GIVEN INFORMATION ▸
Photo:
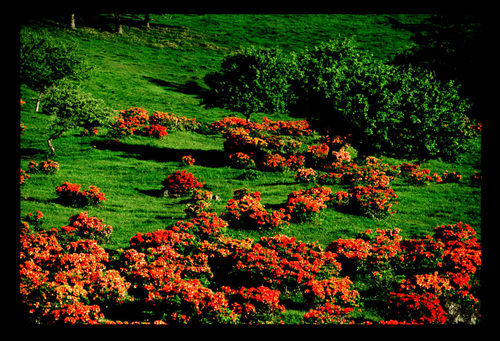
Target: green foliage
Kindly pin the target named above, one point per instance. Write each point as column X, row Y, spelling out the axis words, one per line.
column 253, row 80
column 401, row 112
column 45, row 61
column 70, row 107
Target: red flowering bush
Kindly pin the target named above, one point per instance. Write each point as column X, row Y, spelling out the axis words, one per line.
column 241, row 160
column 188, row 160
column 66, row 284
column 89, row 227
column 174, row 122
column 45, row 167
column 156, row 130
column 245, row 210
column 181, row 183
column 303, row 204
column 449, row 177
column 200, row 202
column 258, row 305
column 70, row 194
column 305, row 175
column 129, row 121
column 23, row 176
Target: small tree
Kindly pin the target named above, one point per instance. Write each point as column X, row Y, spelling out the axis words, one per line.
column 250, row 81
column 70, row 107
column 44, row 62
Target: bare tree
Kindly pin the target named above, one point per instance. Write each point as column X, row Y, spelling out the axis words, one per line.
column 118, row 20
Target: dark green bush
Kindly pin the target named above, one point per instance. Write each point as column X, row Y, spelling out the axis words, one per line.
column 402, row 112
column 253, row 80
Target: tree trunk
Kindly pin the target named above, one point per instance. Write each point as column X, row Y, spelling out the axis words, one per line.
column 38, row 101
column 119, row 26
column 72, row 24
column 52, row 138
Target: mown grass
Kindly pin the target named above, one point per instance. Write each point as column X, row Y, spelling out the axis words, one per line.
column 162, row 69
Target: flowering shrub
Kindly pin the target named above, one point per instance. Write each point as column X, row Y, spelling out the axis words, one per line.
column 156, row 130
column 34, row 221
column 69, row 284
column 258, row 305
column 476, row 178
column 274, row 162
column 369, row 201
column 451, row 177
column 70, row 194
column 45, row 167
column 303, row 204
column 245, row 210
column 173, row 122
column 86, row 227
column 305, row 175
column 181, row 183
column 241, row 160
column 188, row 160
column 23, row 176
column 129, row 121
column 200, row 203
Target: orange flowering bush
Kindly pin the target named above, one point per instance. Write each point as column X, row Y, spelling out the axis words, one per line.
column 181, row 183
column 303, row 204
column 71, row 195
column 45, row 167
column 245, row 210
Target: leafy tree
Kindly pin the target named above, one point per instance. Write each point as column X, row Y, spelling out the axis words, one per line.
column 451, row 47
column 70, row 107
column 44, row 62
column 250, row 81
column 392, row 110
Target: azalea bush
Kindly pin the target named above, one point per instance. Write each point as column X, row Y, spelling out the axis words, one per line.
column 85, row 227
column 303, row 204
column 44, row 167
column 245, row 210
column 181, row 183
column 71, row 195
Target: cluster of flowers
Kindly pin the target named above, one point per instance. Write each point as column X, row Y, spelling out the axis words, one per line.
column 303, row 204
column 200, row 202
column 294, row 128
column 66, row 280
column 173, row 122
column 137, row 121
column 85, row 227
column 306, row 175
column 23, row 176
column 188, row 160
column 181, row 183
column 420, row 278
column 71, row 195
column 44, row 167
column 192, row 272
column 245, row 210
column 370, row 193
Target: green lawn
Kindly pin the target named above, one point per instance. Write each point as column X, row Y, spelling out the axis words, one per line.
column 162, row 69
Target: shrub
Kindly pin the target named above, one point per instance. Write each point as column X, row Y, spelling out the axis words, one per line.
column 252, row 80
column 90, row 227
column 45, row 167
column 181, row 183
column 258, row 305
column 303, row 204
column 70, row 194
column 173, row 122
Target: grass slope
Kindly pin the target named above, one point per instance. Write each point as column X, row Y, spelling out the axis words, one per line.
column 162, row 69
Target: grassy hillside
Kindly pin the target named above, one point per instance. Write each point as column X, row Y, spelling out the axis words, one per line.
column 162, row 69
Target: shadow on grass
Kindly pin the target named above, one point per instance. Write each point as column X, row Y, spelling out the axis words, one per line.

AIM OF THE TASK ▸ Go through the entries and return each line where the word "tree" occurs.

YOUR SOLUTION ▸
Target: small tree
Target: bare tree
Target: tree trunk
Target: leafy tree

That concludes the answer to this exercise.